[Start of Attachment]

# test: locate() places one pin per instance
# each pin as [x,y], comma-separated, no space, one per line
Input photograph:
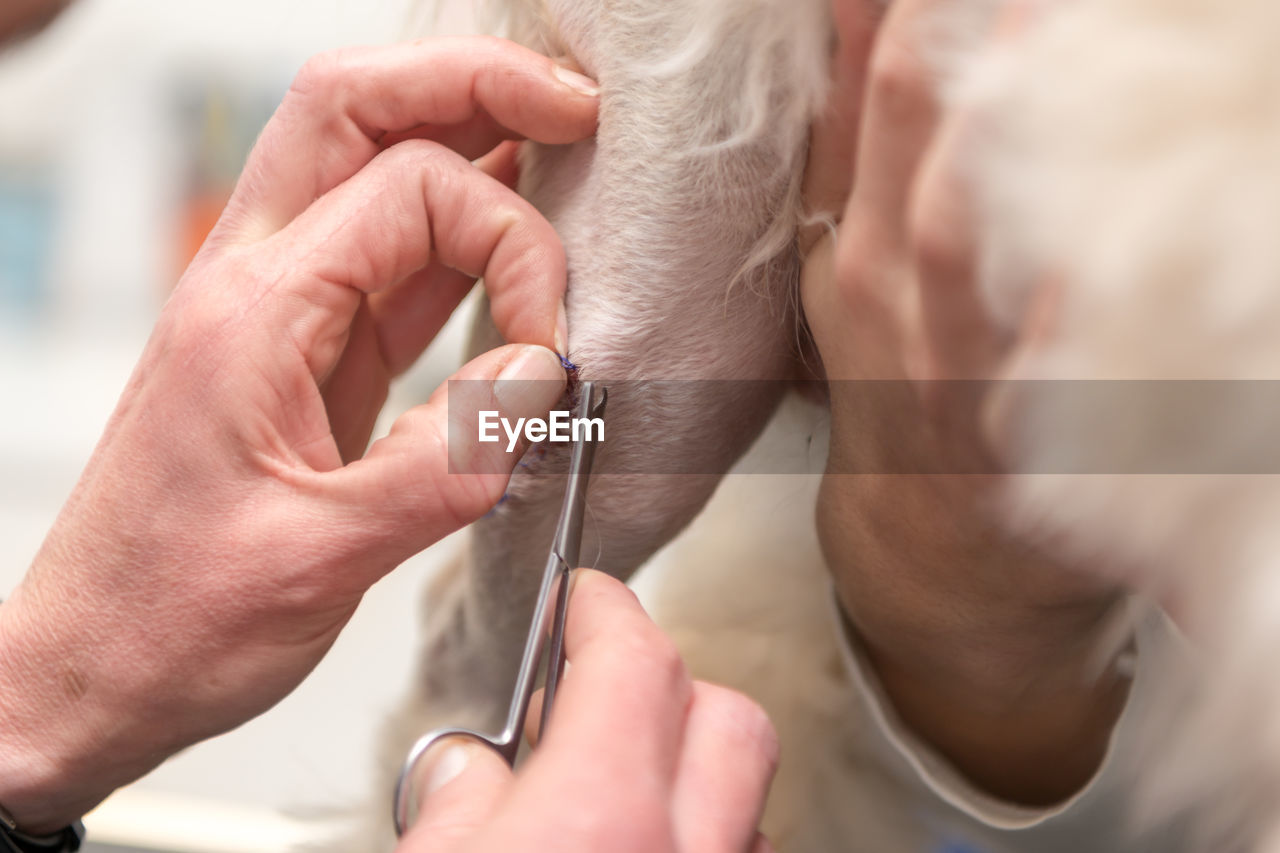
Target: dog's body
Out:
[679,223]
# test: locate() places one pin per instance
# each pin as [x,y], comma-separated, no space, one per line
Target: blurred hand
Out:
[636,757]
[984,644]
[229,520]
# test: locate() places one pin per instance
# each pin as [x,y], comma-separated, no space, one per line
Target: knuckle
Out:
[663,658]
[323,73]
[746,720]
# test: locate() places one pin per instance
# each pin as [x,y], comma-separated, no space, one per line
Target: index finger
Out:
[346,106]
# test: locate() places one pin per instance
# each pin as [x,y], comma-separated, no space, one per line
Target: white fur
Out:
[1129,149]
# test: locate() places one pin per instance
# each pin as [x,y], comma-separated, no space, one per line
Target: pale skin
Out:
[231,518]
[983,644]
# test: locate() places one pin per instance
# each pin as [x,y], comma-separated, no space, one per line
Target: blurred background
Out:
[122,129]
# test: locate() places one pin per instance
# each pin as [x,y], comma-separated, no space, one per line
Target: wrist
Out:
[56,730]
[1024,716]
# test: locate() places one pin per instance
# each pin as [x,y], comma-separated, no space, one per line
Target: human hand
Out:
[636,756]
[229,520]
[983,643]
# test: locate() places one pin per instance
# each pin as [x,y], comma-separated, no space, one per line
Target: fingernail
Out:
[562,331]
[580,83]
[522,387]
[446,769]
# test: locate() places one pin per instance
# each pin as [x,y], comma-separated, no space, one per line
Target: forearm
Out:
[64,744]
[1001,683]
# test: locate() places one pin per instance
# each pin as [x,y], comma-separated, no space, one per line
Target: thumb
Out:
[432,474]
[458,784]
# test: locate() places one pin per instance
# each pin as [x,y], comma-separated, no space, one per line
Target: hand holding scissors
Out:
[641,757]
[551,607]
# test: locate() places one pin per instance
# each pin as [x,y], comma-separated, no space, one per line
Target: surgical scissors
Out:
[560,562]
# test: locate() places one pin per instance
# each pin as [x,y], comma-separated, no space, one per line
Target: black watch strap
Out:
[16,842]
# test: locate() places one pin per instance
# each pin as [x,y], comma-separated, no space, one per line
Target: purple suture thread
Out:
[571,389]
[501,501]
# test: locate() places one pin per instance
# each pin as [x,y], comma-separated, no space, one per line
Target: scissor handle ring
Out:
[405,787]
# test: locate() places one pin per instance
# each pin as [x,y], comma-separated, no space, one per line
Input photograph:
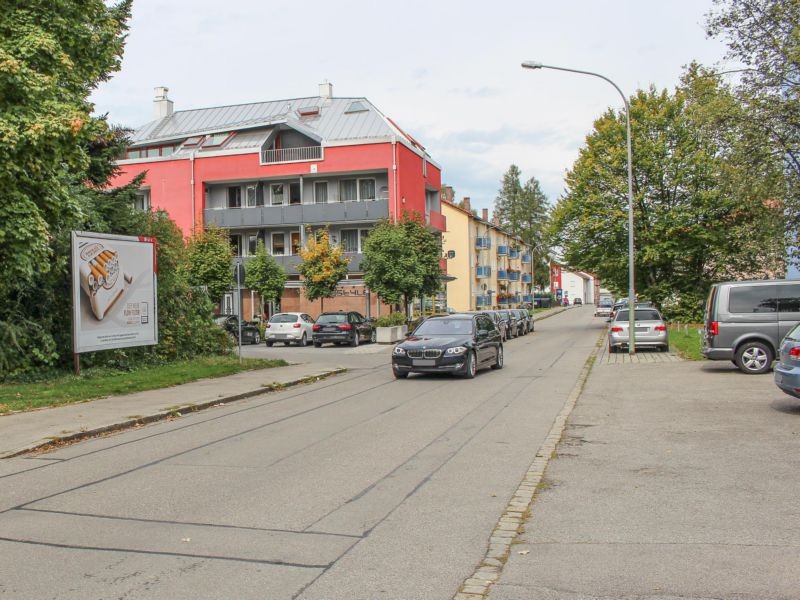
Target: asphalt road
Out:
[358,486]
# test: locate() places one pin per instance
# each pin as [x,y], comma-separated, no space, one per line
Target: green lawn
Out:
[686,341]
[99,383]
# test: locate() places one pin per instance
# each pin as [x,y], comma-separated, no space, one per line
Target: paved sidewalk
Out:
[672,480]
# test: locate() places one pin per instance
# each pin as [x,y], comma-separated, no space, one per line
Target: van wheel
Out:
[754,358]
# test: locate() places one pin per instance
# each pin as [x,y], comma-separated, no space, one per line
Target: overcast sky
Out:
[446,71]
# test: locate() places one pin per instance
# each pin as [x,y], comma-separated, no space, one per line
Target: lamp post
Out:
[631,291]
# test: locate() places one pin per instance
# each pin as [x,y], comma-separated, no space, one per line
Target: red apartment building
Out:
[273,170]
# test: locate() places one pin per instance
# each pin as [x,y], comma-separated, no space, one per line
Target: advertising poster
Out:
[113,291]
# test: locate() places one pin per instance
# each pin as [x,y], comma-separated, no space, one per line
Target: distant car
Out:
[460,343]
[230,323]
[343,328]
[787,369]
[289,328]
[650,330]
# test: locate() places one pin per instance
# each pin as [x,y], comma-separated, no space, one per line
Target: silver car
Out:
[650,330]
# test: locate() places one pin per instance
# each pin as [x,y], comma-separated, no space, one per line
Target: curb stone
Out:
[518,508]
[59,441]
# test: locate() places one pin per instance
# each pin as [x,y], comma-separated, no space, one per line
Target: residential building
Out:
[490,267]
[275,171]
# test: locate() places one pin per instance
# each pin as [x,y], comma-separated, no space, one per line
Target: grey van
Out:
[745,321]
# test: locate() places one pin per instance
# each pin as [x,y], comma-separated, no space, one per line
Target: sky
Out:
[447,71]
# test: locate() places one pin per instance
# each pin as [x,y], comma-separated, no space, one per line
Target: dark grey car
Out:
[745,321]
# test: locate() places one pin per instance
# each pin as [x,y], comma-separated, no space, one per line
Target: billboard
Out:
[113,291]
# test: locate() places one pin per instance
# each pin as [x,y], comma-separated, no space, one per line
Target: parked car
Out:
[460,343]
[604,308]
[787,369]
[650,330]
[230,323]
[342,328]
[288,328]
[745,320]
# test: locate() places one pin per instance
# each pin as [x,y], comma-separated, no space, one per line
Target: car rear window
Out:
[640,315]
[342,318]
[283,319]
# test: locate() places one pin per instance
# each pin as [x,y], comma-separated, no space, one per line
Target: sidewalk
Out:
[672,480]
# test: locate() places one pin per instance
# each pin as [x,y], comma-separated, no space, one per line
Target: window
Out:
[348,190]
[252,197]
[321,192]
[278,247]
[752,299]
[236,244]
[294,193]
[252,244]
[349,240]
[277,194]
[234,197]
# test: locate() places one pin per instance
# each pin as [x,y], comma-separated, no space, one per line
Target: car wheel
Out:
[399,374]
[471,366]
[753,358]
[498,363]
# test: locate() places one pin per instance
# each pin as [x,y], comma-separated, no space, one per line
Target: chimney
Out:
[162,106]
[326,90]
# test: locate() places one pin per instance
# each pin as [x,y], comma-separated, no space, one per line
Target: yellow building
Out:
[491,267]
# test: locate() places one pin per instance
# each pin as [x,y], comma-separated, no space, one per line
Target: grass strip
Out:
[102,382]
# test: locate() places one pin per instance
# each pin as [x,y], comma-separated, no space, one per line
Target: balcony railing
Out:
[292,154]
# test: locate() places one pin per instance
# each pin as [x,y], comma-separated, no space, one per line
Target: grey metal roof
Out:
[333,124]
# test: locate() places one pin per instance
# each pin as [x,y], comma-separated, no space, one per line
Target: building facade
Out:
[276,172]
[490,267]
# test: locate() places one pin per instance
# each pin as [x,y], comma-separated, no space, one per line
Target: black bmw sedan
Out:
[461,343]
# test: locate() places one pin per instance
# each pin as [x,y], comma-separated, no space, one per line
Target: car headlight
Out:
[456,350]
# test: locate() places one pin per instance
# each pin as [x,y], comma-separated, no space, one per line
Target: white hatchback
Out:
[289,328]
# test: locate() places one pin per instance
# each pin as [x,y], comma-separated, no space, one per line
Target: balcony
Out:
[271,157]
[297,214]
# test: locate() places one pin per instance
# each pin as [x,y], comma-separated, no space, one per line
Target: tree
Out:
[401,260]
[265,276]
[323,267]
[701,213]
[209,258]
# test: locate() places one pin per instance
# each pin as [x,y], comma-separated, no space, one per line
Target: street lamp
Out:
[631,291]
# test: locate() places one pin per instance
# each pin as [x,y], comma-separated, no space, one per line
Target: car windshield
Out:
[332,318]
[639,315]
[444,327]
[283,319]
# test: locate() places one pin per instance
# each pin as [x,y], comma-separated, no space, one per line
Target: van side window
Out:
[789,298]
[753,299]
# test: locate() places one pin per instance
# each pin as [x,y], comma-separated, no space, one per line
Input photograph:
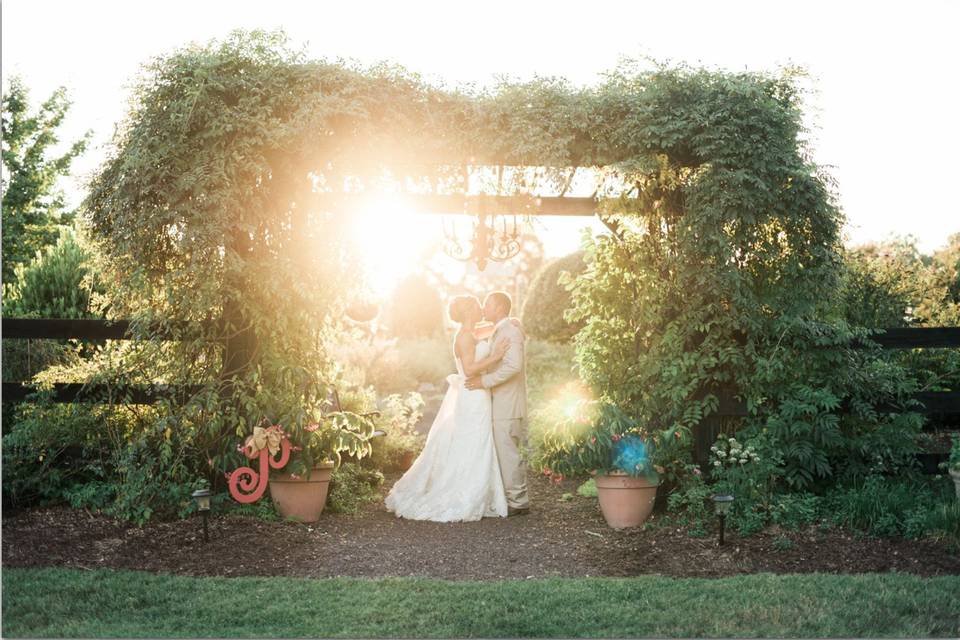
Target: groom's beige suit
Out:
[508,386]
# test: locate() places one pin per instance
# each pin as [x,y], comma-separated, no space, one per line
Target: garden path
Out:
[562,536]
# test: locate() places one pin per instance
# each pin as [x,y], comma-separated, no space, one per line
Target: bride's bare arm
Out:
[466,346]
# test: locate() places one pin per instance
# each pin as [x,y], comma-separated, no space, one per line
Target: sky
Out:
[883,117]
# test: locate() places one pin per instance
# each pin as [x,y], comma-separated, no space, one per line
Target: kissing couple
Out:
[472,465]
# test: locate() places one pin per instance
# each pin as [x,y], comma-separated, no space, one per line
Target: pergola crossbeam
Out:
[459,204]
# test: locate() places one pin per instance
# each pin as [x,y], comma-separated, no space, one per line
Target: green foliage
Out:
[719,270]
[796,510]
[885,506]
[547,301]
[50,450]
[32,202]
[690,505]
[591,437]
[953,463]
[352,486]
[415,309]
[119,460]
[588,489]
[57,283]
[399,415]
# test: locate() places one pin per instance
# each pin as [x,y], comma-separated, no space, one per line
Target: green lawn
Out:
[73,603]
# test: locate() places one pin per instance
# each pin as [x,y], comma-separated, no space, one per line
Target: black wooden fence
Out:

[End of Attachment]

**What to produce**
Which lines of the data contain the string "balcony"? Copy each of them.

**Completed task**
Target: balcony railing
Target: balcony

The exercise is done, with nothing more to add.